──────── RECORDS FOR THE TASK
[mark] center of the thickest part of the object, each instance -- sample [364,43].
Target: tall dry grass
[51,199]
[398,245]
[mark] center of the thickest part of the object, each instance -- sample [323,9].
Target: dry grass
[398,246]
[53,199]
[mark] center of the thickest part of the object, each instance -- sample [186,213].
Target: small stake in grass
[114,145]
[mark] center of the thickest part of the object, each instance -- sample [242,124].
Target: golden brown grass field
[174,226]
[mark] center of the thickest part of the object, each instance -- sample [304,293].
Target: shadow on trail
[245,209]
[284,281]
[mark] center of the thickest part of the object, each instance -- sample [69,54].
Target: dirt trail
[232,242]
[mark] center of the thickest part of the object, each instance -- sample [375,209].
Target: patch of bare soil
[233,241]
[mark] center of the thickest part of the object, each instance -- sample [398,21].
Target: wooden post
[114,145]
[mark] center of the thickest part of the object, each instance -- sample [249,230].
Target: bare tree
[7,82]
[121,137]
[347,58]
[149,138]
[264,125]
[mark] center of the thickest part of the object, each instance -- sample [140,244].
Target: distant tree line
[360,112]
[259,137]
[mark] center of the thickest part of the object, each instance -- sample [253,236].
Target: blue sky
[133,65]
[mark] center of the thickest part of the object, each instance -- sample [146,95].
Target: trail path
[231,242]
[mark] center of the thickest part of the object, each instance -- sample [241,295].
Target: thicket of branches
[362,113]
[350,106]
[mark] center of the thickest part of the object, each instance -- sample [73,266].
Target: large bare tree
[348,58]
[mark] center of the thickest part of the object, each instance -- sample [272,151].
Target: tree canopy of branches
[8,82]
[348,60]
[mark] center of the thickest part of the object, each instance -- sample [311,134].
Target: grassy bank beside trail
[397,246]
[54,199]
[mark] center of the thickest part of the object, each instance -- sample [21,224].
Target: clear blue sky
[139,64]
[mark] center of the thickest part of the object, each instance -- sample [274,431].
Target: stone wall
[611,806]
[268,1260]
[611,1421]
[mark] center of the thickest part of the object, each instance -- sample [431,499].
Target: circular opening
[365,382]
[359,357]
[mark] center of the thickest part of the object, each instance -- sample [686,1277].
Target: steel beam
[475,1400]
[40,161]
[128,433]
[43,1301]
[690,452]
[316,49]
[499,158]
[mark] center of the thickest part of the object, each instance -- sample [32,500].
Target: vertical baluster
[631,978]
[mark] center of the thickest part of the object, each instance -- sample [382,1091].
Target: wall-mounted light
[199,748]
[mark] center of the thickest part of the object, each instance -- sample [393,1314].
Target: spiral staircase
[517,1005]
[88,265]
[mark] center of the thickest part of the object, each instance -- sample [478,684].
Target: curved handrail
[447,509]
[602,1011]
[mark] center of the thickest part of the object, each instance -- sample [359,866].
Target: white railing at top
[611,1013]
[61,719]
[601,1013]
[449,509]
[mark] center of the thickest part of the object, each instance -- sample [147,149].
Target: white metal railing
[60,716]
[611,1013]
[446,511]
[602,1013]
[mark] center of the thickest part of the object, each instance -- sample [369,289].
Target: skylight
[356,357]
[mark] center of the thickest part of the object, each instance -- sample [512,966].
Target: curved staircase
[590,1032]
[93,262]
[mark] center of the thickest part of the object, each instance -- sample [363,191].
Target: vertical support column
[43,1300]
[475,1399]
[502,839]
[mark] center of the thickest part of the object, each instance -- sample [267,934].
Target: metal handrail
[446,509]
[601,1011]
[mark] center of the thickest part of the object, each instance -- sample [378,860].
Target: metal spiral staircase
────────────────
## INSTRUCTIONS TO FOLLOW
Please give an exact copy of every entry.

## EXPECTED ANSWER
[mark] center of the thickest part of the object, each instance -- sample [364,43].
Target: tall dry grass
[51,199]
[398,245]
[mark] center of the thickest part of the object, each instance -- sample [323,9].
Target: dry grass
[398,246]
[53,199]
[mark] center of the thickest part of the object, each instance -- sample [186,213].
Target: small stake in grass
[114,145]
[mark] center of the thickest part of the object, each instance -- sample [242,124].
Target: golden brown grass field
[174,226]
[mark] center of the thickest part of the object, each instance -- sample [304,293].
Target: shadow on trail
[245,209]
[284,281]
[mark] center of the thickest part of the object, each instance -- sample [69,54].
Target: dirt trail
[232,242]
[mark] center of the thickest part of the object, each instance -- sample [375,209].
Target: patch of bare soil
[233,241]
[mark] center of the thickest part of the object, each instance -- sample [398,21].
Target: wooden post
[114,145]
[mark] center of the thickest part of the object, each instance -- sample [249,230].
Target: bare tree
[7,82]
[121,137]
[347,58]
[149,138]
[264,125]
[mark] center of the thickest part of the object, each instance -- sample [140,244].
Target: distant tree line
[360,112]
[259,137]
[mark] center of the thickest part of the object, each instance -- sample [253,236].
Target: blue sky
[133,65]
[mark] center of the thickest part of the object, each instance -- sample [146,95].
Target: trail path
[231,242]
[mark] center of the thickest part of the object, each instance -- sample [241,295].
Target: thicket of branches
[362,113]
[350,106]
[mark] center of the thickest part of the object, each instance -- sample [73,266].
Target: large bare tree
[348,58]
[mark] center of the thickest part of the object, each instance -- sample [272,151].
Target: tree canopy of branches
[8,82]
[348,60]
[mark] center of the thickest part of the object, each instance -- sample [311,134].
Target: grassy bank beside trail
[397,246]
[54,199]
[mark] center of the thickest part of the object, each instance -- sample [21,224].
Target: clear blue sky
[139,64]
[mark] center of the thickest part of the object, each instance -- sample [274,431].
Target: stone wall
[611,806]
[268,1260]
[611,1421]
[mark] center of the thickest part of the object, each instance -- sample [431,499].
Target: circular opening
[365,382]
[359,357]
[mark] center of the thickest part of the object, each instance -- sample [686,1277].
Target: steel beam
[475,1400]
[40,161]
[128,433]
[43,1301]
[690,452]
[316,49]
[499,158]
[mark] center of the thickest part of the object, each instance -- sample [32,500].
Target: vertical baluster
[631,978]
[mark] center of the thickest part of the object, each instance -- sample [382,1091].
Target: wall-mounted light
[199,748]
[mark] center of the thickest part of the object, each instance -- sample [393,1314].
Target: spiral staircase
[517,1005]
[88,265]
[mark] center of the thickest part of the object, each instance -- sample [478,684].
Target: curved handrail
[447,509]
[602,1011]
[mark] center of the thickest part of the object, each instance -- sample [359,866].
Target: white railing at top
[611,1013]
[61,719]
[601,1013]
[449,509]
[mark] center of the thickest part of the object, each instance -- sample [147,149].
Target: white metal railing
[60,716]
[611,1013]
[446,511]
[602,1013]
[mark] center of the thickest part of the object, each instance -- sample [369,289].
Target: skylight
[356,357]
[mark] center of the thickest part of the object, each instance -- sample [512,966].
Target: curved staircase
[590,1032]
[93,262]
[mark] center of the thickest part of the object, each instance -- sample [363,191].
Target: vertical support column
[43,1300]
[475,1399]
[502,839]
[mark] center of the thickest part of the object, each instance -- sample [267,934].
Target: metal handrail
[446,509]
[601,1011]
[mark] center of the thickest part of the object, each instance -- sample [378,860].
Target: metal spiral staircase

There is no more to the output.